- **TEXT**
⟨
How Brokers Can Capitalize on Cannabis Regulations
From Marijuana Medical Access Regulations (MMAR), Marijuana for Medical Purposes Regulations (MMPR), Access to Cannabis for Medical Purposes Regulation (ACMPR) to the recently passed Cannabis Act, cannabis regulation in Canada has gone through a lot.
The Cannabis Act allows for legal recreational marijuana possession and use – permitting individuals to use and possess fresh and dried cannabis, cannabis oils, as well as seeds and plants for personal cultivation.
But the story does not end with the successful legalization of recreational cannabis, as this brings forth new business risks that brokers can capitalize on. In a webinar called “Capitalizing on Cannabis: An In-Depth Conversation,” insurance experts discussed what brokers should know to insure their clients in the cannabis industry.
What are the emerging risks to watch out for?
The legalization of cannabis retail sale comes with a number of restrictions and requirements that retailers must comply with to avoid liability and stay in business. Jill Shore, a lawyer at Dolden Wallace Folick LLP, explained the risks associated with these legal requirements.
A major responsibility of retailers is prohibiting the sale of cannabis to minors. Minors are not allowed entry into retail stores, and retailers are required to take proactive steps to prevent sales to minors, such as verifying customers’ age by ID. If they cannot demonstrate being able to do so, they can be held liable for allowing a minor into the store or selling to a minor.
Another potential risk facing retailers is third party liability arising from bodily injury or property damage claims arising from the actions of intoxicated persons. Most provincial regulations will prohibit the sale of cannabis to intoxicated persons. As such, it will be important for all retail employees to be trained to recognize the signs of impairment of all types (not just impairment by cannabis), as well as for retailers to enforce policies and procedures that employees will follow to prevent the risk of selling cannabis to intoxicated persons.
⟩
- **WORK INSTRUCTIONS**
1. Repeat the stretch of the cannabis regulations text from "The legalization of" through "to a minor.".
2. According to the cannabis regulations text, why should retail employees be trained to recognize the signs of impairment?
3. In the cannabis regulations text, what does the Cannabis Act permit individuals to use and possess?

- **DATA BLOCK**
⟨
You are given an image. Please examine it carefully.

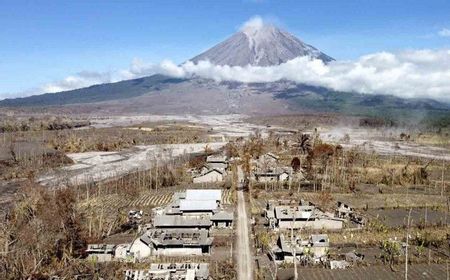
⟩
- **RESPONSES TO THE TASKS**
1.
The legalization of cannabis retail sale comes with a number of restrictions and requirements that retailers must comply with to avoid liability and stay in business. Jill Shore, a lawyer at Dolden Wallace Folick LLP, explained the risks associated with these legal requirements.
A major responsibility of retailers is prohibiting the sale of cannabis to minors. Minors are not allowed entry into retail stores, and retailers are required to take proactive steps to prevent sales to minors, such as verifying customers’ age by ID. If they cannot demonstrate being able to do so, they can be held liable for allowing a minor into the store or selling to a minor.

2. Most provincial regulations prohibit selling cannabis to intoxicated persons, and retailers face third-party liability for bodily injury or property damage claims arising from the actions of intoxicated persons. Training employees to recognize impairment of all types helps prevent such sales.

3. Fresh and dried cannabis, cannabis oils, and seeds and plants for personal cultivation.